* _Extrait fourni_
■ ■ ■

Rôle de la colonisation d'infrastructures marines sur la production des écosystèmes côtiers en manche
L’espace France Manche Angleterre est soumis à des activités humaines croissantes, en particulier avec le développement des énergies marines renouvelables entrainant l’accroissement de zones portuaires et qui, associées à l’extraction des granulats, la pêche, l’aquaculture, le tourisme, le transport maritime, accentue le niveau des pressions déjà très élevées dans la Manche.
Ce cumul d’activités exerce une pression de plus en plus grande sur l’écosystème marin de la Manche et engendre des modifications des habitats marins qui affectent la diversité biologique, la qualité écologique et sanitaire des habitats marins, ce qui peut potentiellement modifier les services rendus à la société par l’écosystème Manche en réduisant les ressources naturelles. En revanche, l’installation de nouvelles infrastructures, comme les champs d’éoliennes peuvent offrir de nouveaux habitats marins et modifier la biodiversité et le fonctionnement des écosystèmes côtiers. Des effets récifs peuvent ainsi accroître la richesse en espèces et la biomasse des structures nouvellement implantées en mer.

■ ■ ■

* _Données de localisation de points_
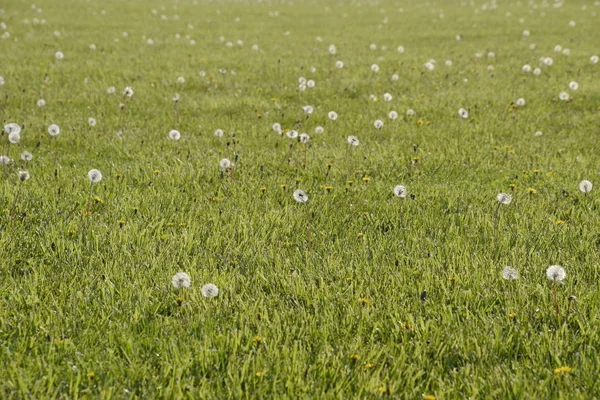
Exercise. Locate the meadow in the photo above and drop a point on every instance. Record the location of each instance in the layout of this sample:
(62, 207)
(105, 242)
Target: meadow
(446, 152)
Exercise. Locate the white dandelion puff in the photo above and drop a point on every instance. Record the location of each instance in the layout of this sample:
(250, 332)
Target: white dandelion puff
(510, 273)
(94, 176)
(174, 134)
(300, 196)
(585, 186)
(400, 191)
(504, 198)
(304, 138)
(210, 290)
(556, 273)
(181, 280)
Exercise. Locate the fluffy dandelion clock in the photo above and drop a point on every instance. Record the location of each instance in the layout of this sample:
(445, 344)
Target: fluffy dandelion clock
(53, 130)
(95, 176)
(504, 198)
(353, 141)
(12, 128)
(210, 290)
(14, 137)
(585, 186)
(225, 163)
(304, 138)
(181, 280)
(300, 196)
(308, 109)
(26, 156)
(510, 273)
(174, 134)
(23, 176)
(400, 191)
(556, 273)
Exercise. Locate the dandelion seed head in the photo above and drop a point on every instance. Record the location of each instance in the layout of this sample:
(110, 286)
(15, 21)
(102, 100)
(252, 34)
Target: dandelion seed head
(26, 156)
(94, 176)
(400, 191)
(300, 196)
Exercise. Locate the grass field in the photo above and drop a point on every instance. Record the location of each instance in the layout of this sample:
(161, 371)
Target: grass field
(356, 293)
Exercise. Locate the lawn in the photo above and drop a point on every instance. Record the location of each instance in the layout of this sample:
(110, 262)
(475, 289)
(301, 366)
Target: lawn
(203, 119)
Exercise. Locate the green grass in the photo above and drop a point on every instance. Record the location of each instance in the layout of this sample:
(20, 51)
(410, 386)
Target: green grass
(87, 308)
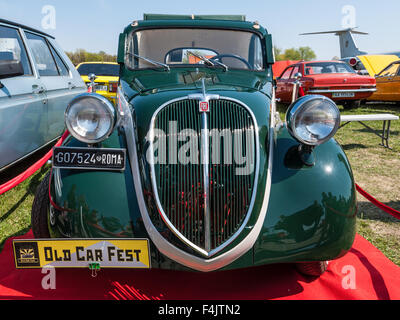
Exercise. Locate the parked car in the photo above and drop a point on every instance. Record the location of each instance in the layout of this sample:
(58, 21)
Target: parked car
(193, 164)
(388, 83)
(106, 73)
(37, 80)
(333, 79)
(370, 64)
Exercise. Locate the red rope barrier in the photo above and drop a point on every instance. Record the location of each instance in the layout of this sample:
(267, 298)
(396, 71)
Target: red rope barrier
(32, 169)
(366, 195)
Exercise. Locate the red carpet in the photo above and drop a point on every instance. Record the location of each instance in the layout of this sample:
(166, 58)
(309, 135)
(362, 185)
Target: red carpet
(375, 277)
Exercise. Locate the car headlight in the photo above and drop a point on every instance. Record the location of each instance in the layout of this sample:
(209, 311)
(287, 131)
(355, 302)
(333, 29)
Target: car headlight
(313, 119)
(90, 118)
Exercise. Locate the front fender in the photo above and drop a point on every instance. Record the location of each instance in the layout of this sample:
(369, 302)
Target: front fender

■ ■ ■

* _Tâche à réaliser_
Réécrivez, s'il vous plaît, le passage du texte sur les infrastructures marines en Manche qui commence par "Rôle de la colonisation" et se poursuit jusqu'à "dans la Manche.", en remplaçant "l’aquaculture" par "la conchyliculture".

* _Solution de la tâche_
Rôle de la colonisation d'infrastructures marines sur la production des écosystèmes côtiers en manche
L’espace France Manche Angleterre est soumis à des activités humaines croissantes, en particulier avec le développement des énergies marines renouvelables entrainant l’accroissement de zones portuaires et qui, associées à l’extraction des granulats, la pêche, la conchyliculture, le tourisme, le transport maritime, accentue le niveau des pressions déjà très élevées dans la Manche.